Required action —
What do the lines say from the one containing "Query: sailboat mast" to the end of the records? Restate them word for word, and only those.

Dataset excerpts
[Start of section]

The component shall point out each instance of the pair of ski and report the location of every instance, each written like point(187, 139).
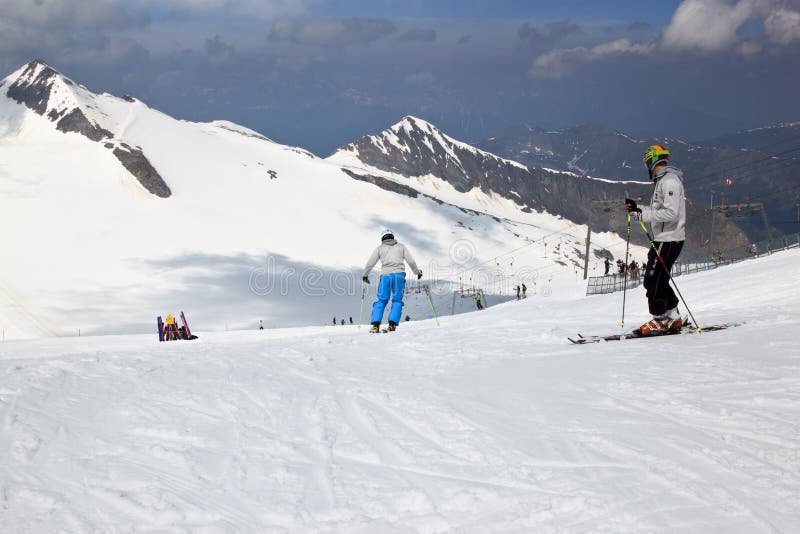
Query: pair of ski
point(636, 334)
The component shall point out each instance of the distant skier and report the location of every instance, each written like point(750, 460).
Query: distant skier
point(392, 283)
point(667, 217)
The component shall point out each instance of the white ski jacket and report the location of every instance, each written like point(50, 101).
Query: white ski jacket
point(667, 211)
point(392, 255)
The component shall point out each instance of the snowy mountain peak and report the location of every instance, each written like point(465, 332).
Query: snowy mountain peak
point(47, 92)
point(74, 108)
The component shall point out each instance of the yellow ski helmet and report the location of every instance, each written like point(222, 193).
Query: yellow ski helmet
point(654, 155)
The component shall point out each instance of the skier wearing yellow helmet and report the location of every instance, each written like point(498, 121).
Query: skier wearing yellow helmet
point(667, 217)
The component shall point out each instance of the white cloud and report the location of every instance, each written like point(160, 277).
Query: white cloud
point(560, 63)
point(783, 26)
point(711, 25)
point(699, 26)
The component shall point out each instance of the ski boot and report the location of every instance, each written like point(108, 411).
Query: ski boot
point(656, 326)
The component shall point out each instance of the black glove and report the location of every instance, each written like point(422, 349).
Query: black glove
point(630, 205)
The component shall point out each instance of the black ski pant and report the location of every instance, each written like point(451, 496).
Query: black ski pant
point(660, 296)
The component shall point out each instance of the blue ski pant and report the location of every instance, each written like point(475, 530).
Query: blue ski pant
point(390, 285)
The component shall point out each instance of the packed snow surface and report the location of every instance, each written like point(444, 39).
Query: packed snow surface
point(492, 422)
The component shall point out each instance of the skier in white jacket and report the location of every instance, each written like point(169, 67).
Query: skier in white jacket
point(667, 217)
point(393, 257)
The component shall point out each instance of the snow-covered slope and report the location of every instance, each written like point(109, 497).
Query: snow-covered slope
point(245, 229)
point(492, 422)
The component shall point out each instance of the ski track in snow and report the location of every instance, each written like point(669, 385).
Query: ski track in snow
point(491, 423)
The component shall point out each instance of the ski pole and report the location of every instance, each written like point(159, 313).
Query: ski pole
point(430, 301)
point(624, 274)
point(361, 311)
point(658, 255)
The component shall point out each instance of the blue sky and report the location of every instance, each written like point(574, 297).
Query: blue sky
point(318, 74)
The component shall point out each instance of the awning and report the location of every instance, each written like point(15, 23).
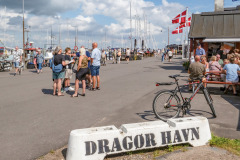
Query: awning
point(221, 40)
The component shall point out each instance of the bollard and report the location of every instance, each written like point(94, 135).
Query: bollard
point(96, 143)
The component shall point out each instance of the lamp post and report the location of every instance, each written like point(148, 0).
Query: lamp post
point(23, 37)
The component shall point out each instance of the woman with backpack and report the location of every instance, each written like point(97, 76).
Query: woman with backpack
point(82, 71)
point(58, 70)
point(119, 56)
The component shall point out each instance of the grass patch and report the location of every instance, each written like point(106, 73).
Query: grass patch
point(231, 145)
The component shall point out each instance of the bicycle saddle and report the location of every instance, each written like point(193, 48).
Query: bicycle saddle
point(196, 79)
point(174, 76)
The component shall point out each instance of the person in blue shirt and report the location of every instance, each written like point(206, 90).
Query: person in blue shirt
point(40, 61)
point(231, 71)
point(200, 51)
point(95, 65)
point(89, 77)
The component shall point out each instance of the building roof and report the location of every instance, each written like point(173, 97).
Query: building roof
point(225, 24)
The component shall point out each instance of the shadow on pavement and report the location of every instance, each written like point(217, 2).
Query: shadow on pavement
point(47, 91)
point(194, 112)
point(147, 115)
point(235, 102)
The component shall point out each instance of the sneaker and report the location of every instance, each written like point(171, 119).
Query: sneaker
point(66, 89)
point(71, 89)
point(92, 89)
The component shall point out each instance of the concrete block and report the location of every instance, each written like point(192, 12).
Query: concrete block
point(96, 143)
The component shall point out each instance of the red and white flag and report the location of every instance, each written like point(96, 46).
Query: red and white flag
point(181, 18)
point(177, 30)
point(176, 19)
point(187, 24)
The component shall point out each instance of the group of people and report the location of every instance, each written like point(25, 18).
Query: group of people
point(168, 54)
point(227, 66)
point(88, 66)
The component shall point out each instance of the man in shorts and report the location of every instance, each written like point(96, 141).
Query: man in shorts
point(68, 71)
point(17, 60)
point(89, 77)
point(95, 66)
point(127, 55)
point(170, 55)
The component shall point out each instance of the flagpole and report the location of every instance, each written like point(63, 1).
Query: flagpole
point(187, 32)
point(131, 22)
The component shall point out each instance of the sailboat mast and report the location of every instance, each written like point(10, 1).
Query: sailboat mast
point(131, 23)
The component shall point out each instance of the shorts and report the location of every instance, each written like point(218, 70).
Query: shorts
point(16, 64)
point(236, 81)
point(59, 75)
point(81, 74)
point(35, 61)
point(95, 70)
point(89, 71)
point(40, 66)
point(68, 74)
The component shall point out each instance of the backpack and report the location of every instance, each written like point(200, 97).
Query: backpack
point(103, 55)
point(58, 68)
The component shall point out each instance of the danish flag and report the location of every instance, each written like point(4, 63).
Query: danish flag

[End of section]

Solution to the problem —
Query: sailboat mast
point(131, 23)
The component shall point out each instance of the shorts and report the location of every instance, each written like point(218, 70).
Query: shorts
point(16, 64)
point(236, 81)
point(59, 75)
point(81, 74)
point(35, 61)
point(95, 70)
point(89, 71)
point(40, 66)
point(68, 74)
The component shall point out each instance of the backpack and report the location of every instance, each written like point(200, 97).
Query: backpack
point(103, 55)
point(58, 68)
The component shall point out each instance of the danish flag and report the location of every instance, each written like point(4, 63).
Query: danish flag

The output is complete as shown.